* **REQUIREMENT 1**:
Answer these from the film preview below:
(a) Why was 'Anjaana Anjaani' postponed by a week?
(b) Who produced 'Anjaana Anjaani'?
(c) How many films will be released in four weeks?

===============

It will be an unusual month at the theatres. Following ‘Endhiran’ and ‘Anjaana Anjaani’ (which was postponed by a week to avoid coinciding with the Allahabad high court’s verdict on the Ayodhya conflict), nine films will be released in four weeks (the release dates for two films, ‘Ramayana The Epic’ and ‘Dunno Y Na Jaane Kyon’, are not final yet; they may be released next month).

Some of these films have been in the news, some are debut features and some are counting on star value. All of them will be battling at the box office. Here’s what you need to know before buying a 300 ticket.

Anjaana Anjaani

Director Siddharth Anand’s films, including his debut ‘Salaam Namaste’ (2005) and the last ‘Bachna Ae Haseeno’ (2008), tend to be urban love stories with all the trappings of a traditional candyfloss Bollywood romance. ‘Anjaana Anjaani’, produced by Sajid Nadiadwala, looks like a road romance but has been promoted as “the greatest love story between two strangers". With Ranbir Kapoor and Priyanka Chopra in the lead, it is bound to attract the young metro crowd. Don’t expect intelligent humour or economy of emotion. Pitted against the mammoth ‘Endhiran’, it rests largely on star power.

Released on Friday.

===============

* **REQUIREMENT 2**: In the rows below, print the part that begins with the line containing "Q: For every instance of the group" and runs through the end of the rows, leaving out the pictures.

===============

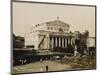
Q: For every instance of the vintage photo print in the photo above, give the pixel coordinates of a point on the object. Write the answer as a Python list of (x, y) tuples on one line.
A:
[(51, 37)]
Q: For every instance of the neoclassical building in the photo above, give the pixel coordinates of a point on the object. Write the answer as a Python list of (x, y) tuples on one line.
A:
[(50, 35)]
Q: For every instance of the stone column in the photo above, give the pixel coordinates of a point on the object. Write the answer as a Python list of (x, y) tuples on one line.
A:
[(48, 42), (62, 42), (56, 41), (65, 42), (68, 40), (52, 42), (59, 42)]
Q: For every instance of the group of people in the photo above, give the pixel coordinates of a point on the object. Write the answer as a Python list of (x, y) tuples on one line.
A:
[(46, 67)]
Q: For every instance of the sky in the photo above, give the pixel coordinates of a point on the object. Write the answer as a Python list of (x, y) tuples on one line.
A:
[(26, 15)]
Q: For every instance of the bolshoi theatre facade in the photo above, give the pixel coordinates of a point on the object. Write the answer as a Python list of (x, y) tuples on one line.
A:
[(50, 35)]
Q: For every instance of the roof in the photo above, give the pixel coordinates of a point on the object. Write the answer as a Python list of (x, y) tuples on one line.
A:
[(57, 22)]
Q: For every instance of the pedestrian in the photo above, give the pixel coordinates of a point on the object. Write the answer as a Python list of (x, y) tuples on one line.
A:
[(41, 60), (41, 69), (46, 67)]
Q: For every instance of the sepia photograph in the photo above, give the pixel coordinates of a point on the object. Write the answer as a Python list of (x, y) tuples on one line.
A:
[(52, 37)]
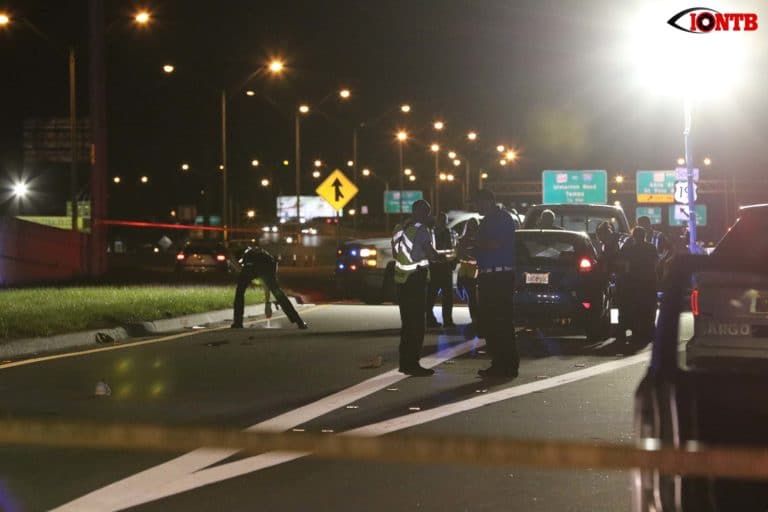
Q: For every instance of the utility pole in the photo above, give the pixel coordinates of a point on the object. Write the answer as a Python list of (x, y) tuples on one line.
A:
[(98, 246)]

===============

* **TASK RESULT 1**:
(a) To avoid coinciding with the Allahabad high court's verdict on the Ayodhya conflict.
(b) Sajid Nadiadwala.
(c) Nine.

* **TASK RESULT 2**:
Q: For every instance of the group of people in the photo above, give the pixel coordinates of a point on the object. Write the answer as a Python list of (x, y) tuples on one line.
A:
[(46, 67)]
Q: For every instance of the sky in the photo above, give the pixel coordinates of a point on the object. Write the answer as a Python list of (x, y) tuples on one line.
A:
[(26, 15)]
Q: For every instance of the bolshoi theatre facade in the photo above, give the pixel coordinates of a point on the object. Write the answer as a Python list of (x, y) tuples on one line.
A:
[(50, 35)]
Q: For every instance of the roof in the photo above, give the pixel coordinates of a point on the object. Write the answer as a Python list of (x, y) tuples on one line.
A:
[(57, 22)]
Q: For every instance of the pedestrian in the photo above, give the pixel coordinates of a point on the object. Write the answer as a Python list of (x, y) tuples on one line.
A:
[(41, 60), (41, 69), (46, 67)]
Q: For every instance of the sepia photograph in the photo above, give the pixel coordinates of a point on the object. Write the answer as a Python list of (x, y) tuples on one line.
A:
[(52, 37)]
Q: For every instance of the utility pole in the photo above, give the pixel coordinates of a point on the object. Write the answer as a Python list of (x, y) tuples on one line.
A:
[(98, 246)]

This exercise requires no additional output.